TASK:
Match on the string "cooktop" in the entries below and return every matching line.
*** Begin section ***
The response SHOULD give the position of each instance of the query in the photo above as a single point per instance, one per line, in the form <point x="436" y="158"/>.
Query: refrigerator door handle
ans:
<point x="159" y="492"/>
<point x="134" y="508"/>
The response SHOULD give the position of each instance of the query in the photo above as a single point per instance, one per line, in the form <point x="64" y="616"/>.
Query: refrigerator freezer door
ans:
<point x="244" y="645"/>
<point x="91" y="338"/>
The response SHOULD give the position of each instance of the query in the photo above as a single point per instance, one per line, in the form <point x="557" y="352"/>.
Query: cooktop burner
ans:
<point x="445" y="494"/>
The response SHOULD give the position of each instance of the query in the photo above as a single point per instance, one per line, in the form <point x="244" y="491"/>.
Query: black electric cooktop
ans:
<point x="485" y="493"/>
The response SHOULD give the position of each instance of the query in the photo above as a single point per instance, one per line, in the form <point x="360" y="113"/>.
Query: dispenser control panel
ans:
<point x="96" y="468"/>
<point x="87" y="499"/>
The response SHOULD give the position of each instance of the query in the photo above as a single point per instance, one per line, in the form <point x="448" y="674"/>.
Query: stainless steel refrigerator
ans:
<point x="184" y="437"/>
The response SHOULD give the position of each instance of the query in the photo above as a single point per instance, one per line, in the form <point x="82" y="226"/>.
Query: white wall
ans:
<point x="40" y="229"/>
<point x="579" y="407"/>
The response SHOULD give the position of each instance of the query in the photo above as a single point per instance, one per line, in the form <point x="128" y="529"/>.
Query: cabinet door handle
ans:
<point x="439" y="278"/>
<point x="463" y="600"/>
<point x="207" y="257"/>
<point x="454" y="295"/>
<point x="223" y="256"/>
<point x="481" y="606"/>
*** End section ***
OUTPUT OF THE TASK:
Query: cooktop burner
Query: black electric cooktop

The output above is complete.